EXTRACT TO READ:
Saying that Mike Jackson, a.k.a. Oh No, is prolific is pretty much an understatement. The Kaliwild representative and Oxnard resident is more like a man on a mission somehow finding time to crank out up to sixty beats a month, record over forty songs for his debut, work on collaboration projects with practically everyone he meets, play a few video games and still spend time with his children. He also happens to be Madlib’s little brother, which begins to explain his work ethic and propensity to rhyme, DJ and produce. And when your dad is heading up a jazz band and your mom is a songwriter, its inevitable that some of that talent is gonna rub off. He recalls following in his brothers and sisters footsteps playing his dad’s old records but gives Madlib the credit for getting him into hip-hop and ultimately production and MCing.

“I wasn’t even feeling hip-hop at first,” admits the budding producer. “I was real young and playing video games but I started listening to it more because we shared a room and he kept playing it. I was hearing Run DMC and hearing him and my sister rapping over the instrumentals, so I’d be at the table trying to rap with them too.” As his siblings became more and more entrenched in hip-hop he followed suit. Anytime a new piece of equipment came into the home he’d play around with it in his free time, but once Madlib got the SP-1200 things got a little more serious

“When he got the SP-12 it was really on,” Oh No confesses. “I’d mess with it when he was gone. When he started finding out I was making beats on his equipment he got real hot and was like you can’t go in there no more and started locking his room. So I’d go in there with the good buffer knife, unlock it and have all kinds of beats. I’d have beats off of his records before he could make them. When he moved out, he took his equipment with him so I had to get my own shit. But instead of buying the SP-1 200 I went and bought an MPC 2000 and started getting my own shit and flipped it different.”

With his new MPC, the youngest Jackson started making tracks on a regular basis and began carving out his own identity. Like his brother, he had a love for beat making but his interests also included an addiction to video games. He spent just as much money and energy digging as he did beating Zelda and collecting new games and peripherals. He even built his own custom four-player controller so he and his three kids could play together. On top of that he had a full time job, which gave him even less opportunities to make music. So to get things done Oh No had to learn to maximize his time deciding to set up shop at work and get some tracks done on the clock.

“I used to work at this job helping mentally disabled citizens for six and a half years,” he reveals. “I was pulling eighty hour work weeks. I’ve done twenty-four and thirty-two hour shifts there. It would be so much that I’d just take a crate of records, unhook all my equipment, take it over there and make beats while everybody was asleep. When they would wake up I’d unhook it, put it back in my car, get home and start doing it there until I fall asleep on the floor. Then I’d get up, play with the kids and go back to work.”

THINGS TO DO:
1/ Answer these from the article about Oh No:
(a) Up to how many beats a month does he make?
(b) What did he buy instead of an SP-1200?
(c) For how long did he work at the job helping mentally disabled citizens?
2/ Carry on the article about Oh No from where it stops, adding one more paragraph.

Excerpts from point annotation data
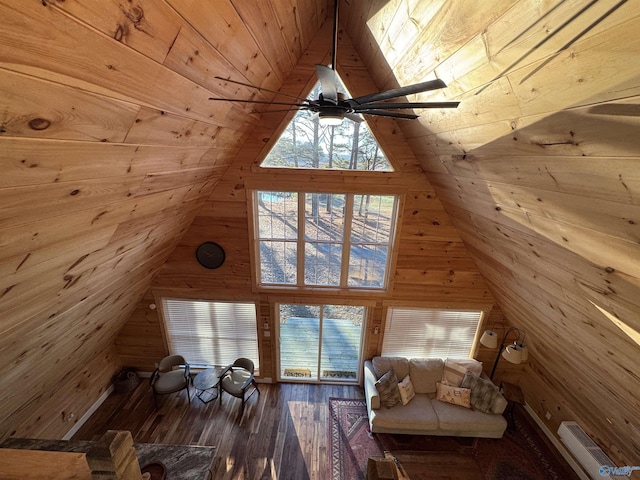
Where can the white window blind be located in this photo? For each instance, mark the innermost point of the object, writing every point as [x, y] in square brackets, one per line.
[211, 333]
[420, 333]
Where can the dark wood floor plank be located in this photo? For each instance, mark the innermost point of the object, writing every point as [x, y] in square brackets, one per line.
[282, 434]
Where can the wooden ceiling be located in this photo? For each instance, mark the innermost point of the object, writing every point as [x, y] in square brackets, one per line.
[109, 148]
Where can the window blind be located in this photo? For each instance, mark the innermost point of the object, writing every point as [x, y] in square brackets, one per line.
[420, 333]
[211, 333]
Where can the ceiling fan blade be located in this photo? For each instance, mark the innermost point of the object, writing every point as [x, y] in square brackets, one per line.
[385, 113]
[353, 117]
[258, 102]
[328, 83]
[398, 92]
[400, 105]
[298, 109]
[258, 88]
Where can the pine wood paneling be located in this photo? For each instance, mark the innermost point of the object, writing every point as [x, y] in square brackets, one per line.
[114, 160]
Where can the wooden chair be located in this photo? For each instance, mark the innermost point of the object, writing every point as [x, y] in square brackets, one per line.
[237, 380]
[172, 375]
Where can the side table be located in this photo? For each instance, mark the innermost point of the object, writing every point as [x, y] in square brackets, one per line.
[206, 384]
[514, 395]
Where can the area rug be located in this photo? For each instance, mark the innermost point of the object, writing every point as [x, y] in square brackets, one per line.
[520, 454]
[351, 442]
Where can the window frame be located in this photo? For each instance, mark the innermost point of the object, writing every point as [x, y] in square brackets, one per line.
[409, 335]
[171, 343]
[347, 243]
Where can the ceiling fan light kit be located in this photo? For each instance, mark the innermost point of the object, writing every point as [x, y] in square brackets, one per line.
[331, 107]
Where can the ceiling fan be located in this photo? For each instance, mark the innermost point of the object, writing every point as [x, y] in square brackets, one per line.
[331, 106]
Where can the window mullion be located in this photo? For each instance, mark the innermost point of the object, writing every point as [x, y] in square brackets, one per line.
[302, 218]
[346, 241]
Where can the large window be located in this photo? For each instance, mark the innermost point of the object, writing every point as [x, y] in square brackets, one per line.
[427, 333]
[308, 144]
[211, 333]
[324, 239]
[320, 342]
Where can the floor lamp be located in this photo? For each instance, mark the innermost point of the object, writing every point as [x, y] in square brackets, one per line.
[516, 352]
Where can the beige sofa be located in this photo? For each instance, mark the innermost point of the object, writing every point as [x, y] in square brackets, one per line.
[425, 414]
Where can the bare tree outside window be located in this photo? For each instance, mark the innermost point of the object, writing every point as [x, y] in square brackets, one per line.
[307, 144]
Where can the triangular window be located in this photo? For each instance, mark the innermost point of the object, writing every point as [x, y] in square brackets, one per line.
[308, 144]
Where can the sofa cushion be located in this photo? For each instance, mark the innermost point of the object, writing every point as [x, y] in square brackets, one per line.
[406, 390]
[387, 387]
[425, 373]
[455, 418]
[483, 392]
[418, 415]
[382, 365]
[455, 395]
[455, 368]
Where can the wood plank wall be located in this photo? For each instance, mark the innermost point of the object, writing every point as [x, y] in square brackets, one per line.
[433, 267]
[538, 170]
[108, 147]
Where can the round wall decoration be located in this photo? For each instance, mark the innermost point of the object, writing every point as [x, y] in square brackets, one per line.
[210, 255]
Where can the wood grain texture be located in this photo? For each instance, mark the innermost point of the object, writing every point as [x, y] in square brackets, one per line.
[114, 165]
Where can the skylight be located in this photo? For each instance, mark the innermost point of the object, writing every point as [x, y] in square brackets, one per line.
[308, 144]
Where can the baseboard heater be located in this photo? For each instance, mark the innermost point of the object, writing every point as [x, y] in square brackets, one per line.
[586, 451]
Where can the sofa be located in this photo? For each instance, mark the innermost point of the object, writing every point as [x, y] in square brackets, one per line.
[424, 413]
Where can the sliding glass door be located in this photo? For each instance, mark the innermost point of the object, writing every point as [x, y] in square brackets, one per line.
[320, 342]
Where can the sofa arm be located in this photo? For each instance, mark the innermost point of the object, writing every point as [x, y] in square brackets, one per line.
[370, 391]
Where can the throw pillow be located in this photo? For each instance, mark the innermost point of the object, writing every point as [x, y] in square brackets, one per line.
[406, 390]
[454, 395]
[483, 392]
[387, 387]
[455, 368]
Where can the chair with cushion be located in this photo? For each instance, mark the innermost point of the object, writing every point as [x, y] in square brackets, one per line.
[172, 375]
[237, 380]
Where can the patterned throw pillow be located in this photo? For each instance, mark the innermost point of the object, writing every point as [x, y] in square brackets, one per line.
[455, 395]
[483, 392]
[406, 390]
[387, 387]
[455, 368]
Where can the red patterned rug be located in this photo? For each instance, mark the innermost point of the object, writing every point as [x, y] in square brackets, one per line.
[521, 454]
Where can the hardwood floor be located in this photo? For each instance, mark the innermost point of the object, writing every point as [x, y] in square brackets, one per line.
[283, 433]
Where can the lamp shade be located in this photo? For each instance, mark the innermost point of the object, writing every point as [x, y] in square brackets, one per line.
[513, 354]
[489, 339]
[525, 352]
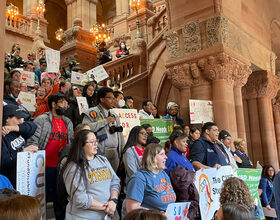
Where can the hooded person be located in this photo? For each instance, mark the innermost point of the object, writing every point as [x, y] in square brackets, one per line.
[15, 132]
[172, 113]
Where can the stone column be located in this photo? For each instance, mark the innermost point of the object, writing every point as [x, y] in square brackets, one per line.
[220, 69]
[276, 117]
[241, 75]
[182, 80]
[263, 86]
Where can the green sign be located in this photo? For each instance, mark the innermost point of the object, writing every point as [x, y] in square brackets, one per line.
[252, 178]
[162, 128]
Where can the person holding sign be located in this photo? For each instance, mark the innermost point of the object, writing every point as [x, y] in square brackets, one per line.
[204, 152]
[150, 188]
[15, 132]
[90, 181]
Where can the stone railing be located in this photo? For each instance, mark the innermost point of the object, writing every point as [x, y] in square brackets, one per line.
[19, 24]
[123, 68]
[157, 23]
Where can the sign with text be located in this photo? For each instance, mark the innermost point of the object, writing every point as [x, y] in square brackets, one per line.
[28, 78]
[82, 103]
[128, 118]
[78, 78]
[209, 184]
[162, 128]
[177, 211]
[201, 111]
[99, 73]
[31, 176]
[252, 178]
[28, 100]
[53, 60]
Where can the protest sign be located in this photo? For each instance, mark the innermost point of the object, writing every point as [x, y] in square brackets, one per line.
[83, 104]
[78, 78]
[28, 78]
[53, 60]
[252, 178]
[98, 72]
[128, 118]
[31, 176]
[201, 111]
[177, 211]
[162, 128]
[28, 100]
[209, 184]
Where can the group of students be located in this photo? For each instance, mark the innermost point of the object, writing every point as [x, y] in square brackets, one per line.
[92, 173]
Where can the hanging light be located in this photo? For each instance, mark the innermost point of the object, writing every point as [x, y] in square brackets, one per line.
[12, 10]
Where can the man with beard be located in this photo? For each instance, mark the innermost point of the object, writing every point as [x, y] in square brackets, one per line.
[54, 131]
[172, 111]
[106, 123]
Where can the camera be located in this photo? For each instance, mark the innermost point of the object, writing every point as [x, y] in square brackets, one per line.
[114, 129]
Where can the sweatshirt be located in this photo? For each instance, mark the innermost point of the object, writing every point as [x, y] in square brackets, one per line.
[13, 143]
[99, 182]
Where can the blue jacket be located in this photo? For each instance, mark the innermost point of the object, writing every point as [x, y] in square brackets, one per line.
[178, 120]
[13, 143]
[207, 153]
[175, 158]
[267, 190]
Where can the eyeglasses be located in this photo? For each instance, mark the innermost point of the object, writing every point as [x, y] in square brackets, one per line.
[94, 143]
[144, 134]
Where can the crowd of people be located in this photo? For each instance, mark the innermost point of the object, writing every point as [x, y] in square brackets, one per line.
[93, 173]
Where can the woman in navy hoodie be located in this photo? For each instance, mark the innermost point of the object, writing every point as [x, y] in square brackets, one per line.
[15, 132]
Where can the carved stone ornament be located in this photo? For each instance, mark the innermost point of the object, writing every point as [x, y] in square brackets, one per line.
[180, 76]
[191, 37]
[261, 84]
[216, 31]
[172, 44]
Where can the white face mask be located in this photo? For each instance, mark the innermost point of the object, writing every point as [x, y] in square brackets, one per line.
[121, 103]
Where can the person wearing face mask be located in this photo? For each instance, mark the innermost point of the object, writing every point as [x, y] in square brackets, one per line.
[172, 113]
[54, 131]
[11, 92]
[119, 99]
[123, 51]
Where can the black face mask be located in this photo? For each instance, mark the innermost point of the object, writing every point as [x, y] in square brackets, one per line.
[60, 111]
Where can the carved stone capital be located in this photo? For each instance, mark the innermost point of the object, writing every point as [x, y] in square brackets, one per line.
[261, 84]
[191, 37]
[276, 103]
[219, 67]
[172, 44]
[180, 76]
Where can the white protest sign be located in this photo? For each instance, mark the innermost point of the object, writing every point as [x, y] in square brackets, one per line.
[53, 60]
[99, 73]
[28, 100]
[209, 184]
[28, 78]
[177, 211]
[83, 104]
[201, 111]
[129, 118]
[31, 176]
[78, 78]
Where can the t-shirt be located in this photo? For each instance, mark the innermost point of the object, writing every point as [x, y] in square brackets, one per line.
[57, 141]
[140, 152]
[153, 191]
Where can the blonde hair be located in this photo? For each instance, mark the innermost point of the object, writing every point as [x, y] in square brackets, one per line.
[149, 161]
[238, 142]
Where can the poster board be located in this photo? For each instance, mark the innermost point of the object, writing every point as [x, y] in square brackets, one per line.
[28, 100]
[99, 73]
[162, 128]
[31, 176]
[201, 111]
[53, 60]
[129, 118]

...

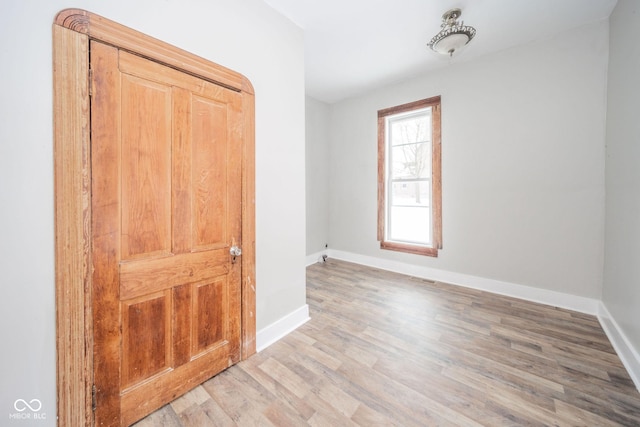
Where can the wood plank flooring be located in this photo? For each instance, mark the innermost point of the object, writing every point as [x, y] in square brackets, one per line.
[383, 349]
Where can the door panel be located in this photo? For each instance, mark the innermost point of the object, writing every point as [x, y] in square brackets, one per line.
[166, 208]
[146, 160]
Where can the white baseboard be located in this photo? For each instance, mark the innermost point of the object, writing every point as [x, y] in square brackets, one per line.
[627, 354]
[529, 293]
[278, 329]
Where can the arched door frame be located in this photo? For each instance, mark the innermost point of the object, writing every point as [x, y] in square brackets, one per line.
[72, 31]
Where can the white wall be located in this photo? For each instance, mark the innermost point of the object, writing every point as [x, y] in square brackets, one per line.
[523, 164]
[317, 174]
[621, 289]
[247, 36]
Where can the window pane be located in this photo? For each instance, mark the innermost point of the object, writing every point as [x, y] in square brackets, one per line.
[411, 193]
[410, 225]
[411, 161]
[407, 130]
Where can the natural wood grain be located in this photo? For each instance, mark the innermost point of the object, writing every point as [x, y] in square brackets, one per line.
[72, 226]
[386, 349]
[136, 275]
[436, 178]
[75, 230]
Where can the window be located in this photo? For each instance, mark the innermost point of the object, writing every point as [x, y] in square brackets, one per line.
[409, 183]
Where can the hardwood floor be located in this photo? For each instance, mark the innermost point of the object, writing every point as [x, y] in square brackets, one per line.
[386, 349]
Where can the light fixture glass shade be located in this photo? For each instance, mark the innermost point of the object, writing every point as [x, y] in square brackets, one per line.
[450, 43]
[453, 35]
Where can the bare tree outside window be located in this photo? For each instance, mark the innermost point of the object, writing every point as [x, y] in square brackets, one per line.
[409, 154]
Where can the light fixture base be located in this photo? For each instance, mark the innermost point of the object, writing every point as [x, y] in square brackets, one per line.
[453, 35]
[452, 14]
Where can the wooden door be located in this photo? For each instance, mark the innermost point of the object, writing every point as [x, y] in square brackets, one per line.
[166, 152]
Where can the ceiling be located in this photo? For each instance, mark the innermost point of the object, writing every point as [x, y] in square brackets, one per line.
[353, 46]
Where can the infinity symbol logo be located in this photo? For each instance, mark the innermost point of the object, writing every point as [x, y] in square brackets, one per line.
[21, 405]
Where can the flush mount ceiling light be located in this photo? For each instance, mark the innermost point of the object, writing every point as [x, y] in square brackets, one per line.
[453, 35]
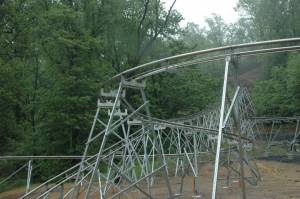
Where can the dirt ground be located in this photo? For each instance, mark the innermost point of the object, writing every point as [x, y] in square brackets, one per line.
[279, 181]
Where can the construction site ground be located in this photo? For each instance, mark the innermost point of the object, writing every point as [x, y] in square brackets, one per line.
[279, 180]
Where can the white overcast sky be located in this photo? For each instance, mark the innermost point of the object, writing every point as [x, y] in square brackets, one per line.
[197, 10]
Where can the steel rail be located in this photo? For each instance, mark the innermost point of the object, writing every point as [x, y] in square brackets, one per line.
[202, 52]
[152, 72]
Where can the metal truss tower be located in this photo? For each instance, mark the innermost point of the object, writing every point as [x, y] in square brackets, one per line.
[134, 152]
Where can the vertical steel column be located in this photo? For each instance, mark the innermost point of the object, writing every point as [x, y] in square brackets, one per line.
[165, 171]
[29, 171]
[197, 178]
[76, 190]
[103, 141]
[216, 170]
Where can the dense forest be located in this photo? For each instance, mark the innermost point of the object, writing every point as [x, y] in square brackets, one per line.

ANSWERS FOR THIS EXERCISE:
1/
(a) Up to sixty.
(b) An MPC 2000.
(c) Six and a half years.

2/
Nowadays even without the 9-5 he is still incredibly busy but it’s the beats and rhymes that are taking up the bulk of his time. Hip-hop is both an escape and a release for Oh No and depending on his mood you might find him driving down the street writing rhymes or locked up in the lab hammering out ten or twelve joints. Whichever it is you had better believe he’s having a great time. “Music makes me happy so I like to have fun when I do music,” he explains. “If I’m going through crazy situations I don’t usually feel like writing so I’m in beat mode because I have all kinds of shit going through my head. That’s why I don’t like to write when I’m real stressed because it might come out crazy. I like to wait and think about it before I just spit it out. But after the bad times are over the shit starts pouring out because I can talk about it then. I basically talk about the situations I go through and make sure I’m styling on the track. If I’m feeling it I’ll be driving and have to write some shit down and have twenty bars done before I get to the spot, which is like ten minutes away. The other day when I got all the contracts straight with Stones Throw I went and wrote five verses and got a few songs done.”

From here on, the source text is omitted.